● **YOUR TASKS**
**A)** According to the article on Google's search improvements, what does Google now provide so users can glean more information on the results page before clicking?
**B)** Continue the article on Google's search improvements from its last sentence.

● **GIVEN PASSAGE**

Google Improves Search Results

Google (NSDQ: GOOG) has tweaked its search technology in hopes of providing better search results. It now offers a refined list of associated searches and also provides lengthier snippets of each result to let you glean more information on the results page before clicking.

Today Google made adjustments to its core search product. Together, they should provide end users with slightly improved search results.

The first change it is bringing is new ways to generate associated searches. Google’s Ori Allon, Technical Lead, Search Quality Team, explains, “For example, if you search for [principles of physics], our algorithms understand that ‘angular momentum,’ ’special relativity,’ ‘big bang’ and ‘quantum mechanic’ are related terms that could help you find what you need.”

● **Dataset excerpt**

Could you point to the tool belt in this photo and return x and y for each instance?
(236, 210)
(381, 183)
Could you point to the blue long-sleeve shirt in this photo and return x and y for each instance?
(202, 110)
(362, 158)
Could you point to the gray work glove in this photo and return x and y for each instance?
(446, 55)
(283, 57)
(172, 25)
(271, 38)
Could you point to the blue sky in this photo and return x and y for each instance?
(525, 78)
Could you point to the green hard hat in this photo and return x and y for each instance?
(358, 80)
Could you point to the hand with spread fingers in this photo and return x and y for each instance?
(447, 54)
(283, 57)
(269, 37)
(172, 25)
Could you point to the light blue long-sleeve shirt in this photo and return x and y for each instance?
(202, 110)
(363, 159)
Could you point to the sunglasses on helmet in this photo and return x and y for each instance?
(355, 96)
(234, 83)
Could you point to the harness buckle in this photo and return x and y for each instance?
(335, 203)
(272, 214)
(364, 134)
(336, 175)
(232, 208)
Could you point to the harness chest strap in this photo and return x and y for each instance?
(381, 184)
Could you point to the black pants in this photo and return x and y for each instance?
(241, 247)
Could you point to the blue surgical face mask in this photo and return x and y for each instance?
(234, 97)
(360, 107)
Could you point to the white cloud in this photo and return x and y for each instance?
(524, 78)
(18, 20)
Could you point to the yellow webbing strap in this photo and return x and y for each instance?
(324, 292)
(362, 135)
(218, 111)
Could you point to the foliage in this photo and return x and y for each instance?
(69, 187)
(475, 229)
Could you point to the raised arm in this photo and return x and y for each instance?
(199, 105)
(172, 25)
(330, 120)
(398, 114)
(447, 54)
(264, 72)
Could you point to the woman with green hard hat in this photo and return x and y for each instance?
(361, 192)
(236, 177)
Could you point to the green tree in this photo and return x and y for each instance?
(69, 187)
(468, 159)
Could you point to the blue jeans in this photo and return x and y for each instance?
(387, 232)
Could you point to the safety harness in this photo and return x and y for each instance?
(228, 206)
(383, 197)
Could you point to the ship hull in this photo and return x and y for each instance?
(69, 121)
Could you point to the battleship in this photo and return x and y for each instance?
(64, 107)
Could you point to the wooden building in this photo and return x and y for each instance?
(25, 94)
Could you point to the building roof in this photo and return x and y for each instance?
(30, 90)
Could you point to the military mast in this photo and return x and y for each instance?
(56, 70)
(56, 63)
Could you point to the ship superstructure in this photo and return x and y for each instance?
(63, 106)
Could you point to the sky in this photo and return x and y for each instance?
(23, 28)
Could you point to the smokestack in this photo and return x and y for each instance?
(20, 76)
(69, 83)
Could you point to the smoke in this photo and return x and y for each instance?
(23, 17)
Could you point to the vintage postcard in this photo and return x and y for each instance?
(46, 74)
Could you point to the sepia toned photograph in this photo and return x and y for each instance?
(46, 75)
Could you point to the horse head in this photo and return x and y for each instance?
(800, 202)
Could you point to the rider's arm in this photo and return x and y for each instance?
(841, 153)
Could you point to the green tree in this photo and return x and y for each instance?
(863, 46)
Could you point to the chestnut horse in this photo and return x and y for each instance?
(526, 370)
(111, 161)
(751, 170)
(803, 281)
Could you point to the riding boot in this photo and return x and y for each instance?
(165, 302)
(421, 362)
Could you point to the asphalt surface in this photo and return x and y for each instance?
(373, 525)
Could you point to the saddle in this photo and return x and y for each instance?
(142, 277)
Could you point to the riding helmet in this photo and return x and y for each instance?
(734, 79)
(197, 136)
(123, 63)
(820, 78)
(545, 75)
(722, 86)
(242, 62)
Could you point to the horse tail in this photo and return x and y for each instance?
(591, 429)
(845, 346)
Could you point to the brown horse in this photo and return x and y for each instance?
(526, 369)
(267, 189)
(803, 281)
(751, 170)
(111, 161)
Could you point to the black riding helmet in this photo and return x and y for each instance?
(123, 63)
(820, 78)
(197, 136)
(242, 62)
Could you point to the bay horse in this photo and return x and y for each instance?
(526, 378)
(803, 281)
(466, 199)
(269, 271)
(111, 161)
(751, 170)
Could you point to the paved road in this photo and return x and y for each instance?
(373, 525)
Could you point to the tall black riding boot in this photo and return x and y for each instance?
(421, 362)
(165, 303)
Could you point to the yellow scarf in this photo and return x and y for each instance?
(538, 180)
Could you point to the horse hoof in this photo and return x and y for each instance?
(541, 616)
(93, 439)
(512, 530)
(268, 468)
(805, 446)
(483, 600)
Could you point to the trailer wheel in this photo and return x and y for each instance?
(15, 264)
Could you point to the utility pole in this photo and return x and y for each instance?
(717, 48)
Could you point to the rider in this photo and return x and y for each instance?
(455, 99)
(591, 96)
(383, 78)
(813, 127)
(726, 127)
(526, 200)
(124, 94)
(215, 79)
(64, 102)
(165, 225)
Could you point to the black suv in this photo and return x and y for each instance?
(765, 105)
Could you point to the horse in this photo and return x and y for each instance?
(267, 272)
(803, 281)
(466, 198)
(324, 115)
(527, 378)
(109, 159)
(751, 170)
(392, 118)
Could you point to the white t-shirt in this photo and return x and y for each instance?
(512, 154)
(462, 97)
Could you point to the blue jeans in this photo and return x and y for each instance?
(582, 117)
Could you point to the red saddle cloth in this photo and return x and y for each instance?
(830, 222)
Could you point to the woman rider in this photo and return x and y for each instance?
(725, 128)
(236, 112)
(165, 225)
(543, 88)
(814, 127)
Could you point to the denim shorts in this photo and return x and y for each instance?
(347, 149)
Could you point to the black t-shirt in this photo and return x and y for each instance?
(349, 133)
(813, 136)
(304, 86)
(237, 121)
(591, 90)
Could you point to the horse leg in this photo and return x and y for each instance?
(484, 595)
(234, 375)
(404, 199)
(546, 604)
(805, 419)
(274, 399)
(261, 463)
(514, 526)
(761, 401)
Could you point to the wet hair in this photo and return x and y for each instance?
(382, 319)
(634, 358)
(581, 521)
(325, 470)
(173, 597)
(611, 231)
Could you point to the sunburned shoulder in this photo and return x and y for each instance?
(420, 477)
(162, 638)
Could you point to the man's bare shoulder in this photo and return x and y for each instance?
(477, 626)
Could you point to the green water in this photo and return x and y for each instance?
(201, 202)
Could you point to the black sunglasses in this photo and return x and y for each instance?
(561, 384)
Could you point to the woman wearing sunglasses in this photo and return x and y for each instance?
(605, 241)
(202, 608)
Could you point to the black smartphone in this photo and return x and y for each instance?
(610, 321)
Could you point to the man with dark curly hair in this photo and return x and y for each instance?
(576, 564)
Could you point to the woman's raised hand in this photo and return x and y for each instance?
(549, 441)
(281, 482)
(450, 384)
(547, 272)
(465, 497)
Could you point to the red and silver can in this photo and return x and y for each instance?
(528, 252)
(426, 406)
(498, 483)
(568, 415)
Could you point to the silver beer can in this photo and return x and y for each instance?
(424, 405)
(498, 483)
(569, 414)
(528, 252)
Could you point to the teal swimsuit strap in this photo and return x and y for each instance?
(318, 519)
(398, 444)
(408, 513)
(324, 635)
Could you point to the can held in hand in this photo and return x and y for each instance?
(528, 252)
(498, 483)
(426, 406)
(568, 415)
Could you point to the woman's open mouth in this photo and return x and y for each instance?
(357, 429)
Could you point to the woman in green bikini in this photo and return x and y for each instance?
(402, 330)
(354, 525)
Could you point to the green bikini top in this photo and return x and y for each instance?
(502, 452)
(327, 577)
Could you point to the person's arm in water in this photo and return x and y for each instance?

● **FINAL ANSWERS**
**A)** Lengthier snippets of each result.

**B)**
I performed a few tests to see how this worked. The first search I conducted was for “tube amplifiers“. The main results were mostly informational web sites on how vacuum tube amplifiers work. At the bottom of the page was the Searches Related to: Tube Amplifiers. It listed “vacuum tube amplifiers,” “guitar tube amplifiers,” and several other search terms that combined different variations of things associated with tube amplifiers.

I also performed a more detailed search for “iPhone developers organization“. There were eight associated results, each of which offered alternatives to my initial search.

Google also says it will provide better results for longer queries. The more words you type into the search field, generally the more scattered your results are. Google hopes its improvements will refine results for longer searches.